Source text:
↓

I am working on molecule data with representation called SMILES. an example molecule string looks like Cc1ccccc1N1C(=O)NC(=O)C(=Cc2cc(Br)c(N3CCOCC3)o2)C1=O
.
Now, I want a custom Tokenizer
which can be used with Huggingface transformer APIs. I also donot want to use the existing tokenizer models like BPE
etc. I want the SMILES string parsed through regex to give individual characters as tokens as follows:
import re
SMI_REGEX_PATTERN = r"""(\[[^\]]+]|Br?|Cl?|N|O|S|P|F|I|b|c|n|o|s|p|\(|\)|\.|=|
#|-|\+|\\|\/|:|~|@|\?|>>?|\*|\$|\%[0-9]{2}|[0-9])"""
regex = re.compile(SMI_REGEX_PATTERN)

↑

Dataset excerpt:
↓

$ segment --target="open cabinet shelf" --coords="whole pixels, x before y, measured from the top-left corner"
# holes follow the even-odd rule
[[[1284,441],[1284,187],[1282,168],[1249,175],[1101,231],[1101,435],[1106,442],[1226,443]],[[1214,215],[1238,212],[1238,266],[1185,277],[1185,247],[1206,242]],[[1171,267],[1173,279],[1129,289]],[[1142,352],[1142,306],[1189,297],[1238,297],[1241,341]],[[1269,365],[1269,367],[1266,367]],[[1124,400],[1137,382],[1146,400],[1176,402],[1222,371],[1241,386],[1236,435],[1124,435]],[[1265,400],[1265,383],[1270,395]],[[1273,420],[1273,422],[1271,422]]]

↑

Requirements:
**a.** Reproduce the SMILES tokenizer text, everything from "Now, I want" down to "regex = re.compile(SMI_REGEX_PATTERN)", renaming "Huggingface" to "Hugging Face".
**b.** Write what comes next in the SMILES tokenizer text, starting right after its last line.
The data has no connection to the SMILES tokenizer text.

Task-by-task outputs:
**a.**
Now, I want a custom Tokenizer
which can be used with Hugging Face transformer APIs. I also donot want to use the existing tokenizer models like BPE
etc. I want the SMILES string parsed through regex to give individual characters as tokens as follows:
import re
SMI_REGEX_PATTERN = r"""(\[[^\]]+]|Br?|Cl?|N|O|S|P|F|I|b|c|n|o|s|p|\(|\)|\.|=|
#|-|\+|\\|\/|:|~|@|\?|>>?|\*|\$|\%[0-9]{2}|[0-9])"""
regex = re.compile(SMI_REGEX_PATTERN)

**b.**
molecule = 'Cc1ccccc1N1C(=O)NC(=O)C(=Cc2cc(Br)c(N3CCOCC3)o2)C1=O'
tokens = regex.findall(molecule)
It is fairly simple to do the above, but I need a tokenizer which works with, let’s say BERT
API of Huggingface. Also, I donot want to use lowercase conversion, but still use BERT.
The documentation here in quicktour doesn’t talk about creating custom model as far as I can see.
Any help is highly appreciated.